• **What to do**
**1)** In the text on the socket functions listen() and accept(), take the part that opens with the words "The listen() function" and closes with "-1 on error." and write it out again, substituting "backlog" for "queuelen".
**2)** Continue the text on the socket functions listen() and accept() from its last sentence.
[start of Extract to read]
The listen() function connects an unconnected socket into a passive socket, indicating that the kernel should accept incoming connection requests directed to this socket. Parameters of this function, sock which is the socket descriptor and queuelen is the maximum number of connections the kernel should queue for this socket. The queuelen argument provides a hint to the system of the number of outstanding connection requests that it should enqueue on behalf of the process. The system will reject all other connection requests when its queue is full. The queuelen value must be chosen based how many requests a server can handle. The function will return 0 on success and -1 on error.


#include <sys/socket.h>

int s = accept(sock, &name, &namelen);

The accept() function waits for an incoming request and when it is received it creates a socket for it. sock is a file descriptor which is created when it is connected to the client, after connect() function. The &name and &namelen arguments are used to return the address structure of the client. The new socket descriptor has the same characteristics of the original socket. The original socket passed to accept() is not associated with the connection, but instead remains available to receive additional connect requests. The kernel creates a new or unique connected socket for each client connection that is accepted. If we don't want to know about the client's identity then we can set the name and namelen arguments to NULL. If not, before calling the accept function, the name parameter has to be set to a buffer large enough to hold the address and set the interger pointed by namelen to the size of the buffer.
[end of Extract to read]
[start of Supplied records]
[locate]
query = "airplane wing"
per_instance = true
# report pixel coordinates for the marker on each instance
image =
[end of Supplied records]
[start of Supplied records]
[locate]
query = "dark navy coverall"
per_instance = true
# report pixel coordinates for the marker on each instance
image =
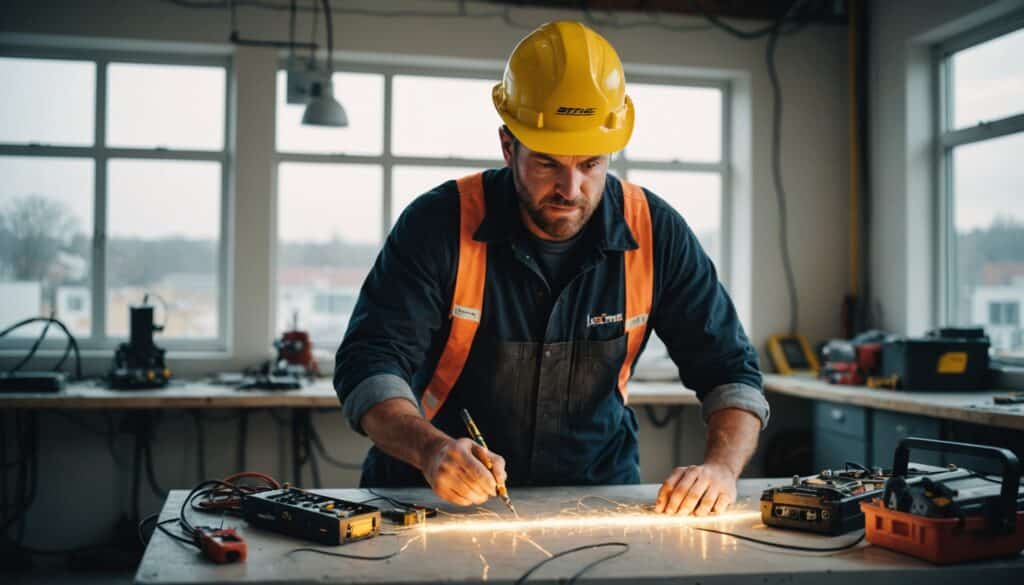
[end of Supplied records]
[start of Supplied records]
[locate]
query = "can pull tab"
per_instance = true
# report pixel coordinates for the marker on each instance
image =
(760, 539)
[end of Supplied records]
• **Replies**
**1)**
The listen() function connects an unconnected socket into a passive socket, indicating that the kernel should accept incoming connection requests directed to this socket. Parameters of this function, sock which is the socket descriptor and backlog is the maximum number of connections the kernel should queue for this socket. The backlog argument provides a hint to the system of the number of outstanding connection requests that it should enqueue on behalf of the process. The system will reject all other connection requests when its queue is full. The backlog value must be chosen based how many requests a server can handle. The function will return 0 on success and -1 on error.

**2)**
#include <sys/socket.h>

int count = send(sock, &buf, len, flags);

Since a socket is represented as a file descriptor when it is created and it provides uniqueness, we can communicate between socket as long as we are connected by send and recv functions. However, if we want to specify options we need another set of functions. buf and len have the same meaning as they have with write. The additional argument flags is used to specify how we want the data to be transmitted. Flag can either be a 0 as default or MSG OOB which is Out-of-band high priority communication. The function returns the number of bytes on success and -1 on error.


#include <sys/socket.h>

int count = recv(sock, &buf,  len, flags);

The recv() function is similar to read(), but this function allows to specify some options to control how the data should be received. Flags can be 'MSG OOB' which is out-of-bound message, 'I MSG PEEK' which is look at message without removing and 0 as default. The function returns the length of the message in bytes and 0 when there are no messages, -1 on error.


#include <unistd.h>

int status = close(s);

Socket is closed and terminated when we call close() function. The function returns 0 if it succeeds and -1 on an error.

4. Conclusion

This paper describes the details about sockets, IP address, protocol, port, client- server communication and socket programming in TCP. Network programming makes use of socket for interprocess communication between hosts where sockets are the endpoints of the interprocess communication. The paper describes basic  functionality of socket programming and functions used in socket programing(C language) for TCP. C language has been preferred, than any other language for establishing connections between clients and servers using sockets.

5. Bibliography

[1].  Advanced Programming in the UNIX Environment by W. Richard Stevens and Stephen A. Rago

[2].  Socket Programming in C Language by R.Rajivarnan  ( Cyber Security Researcher )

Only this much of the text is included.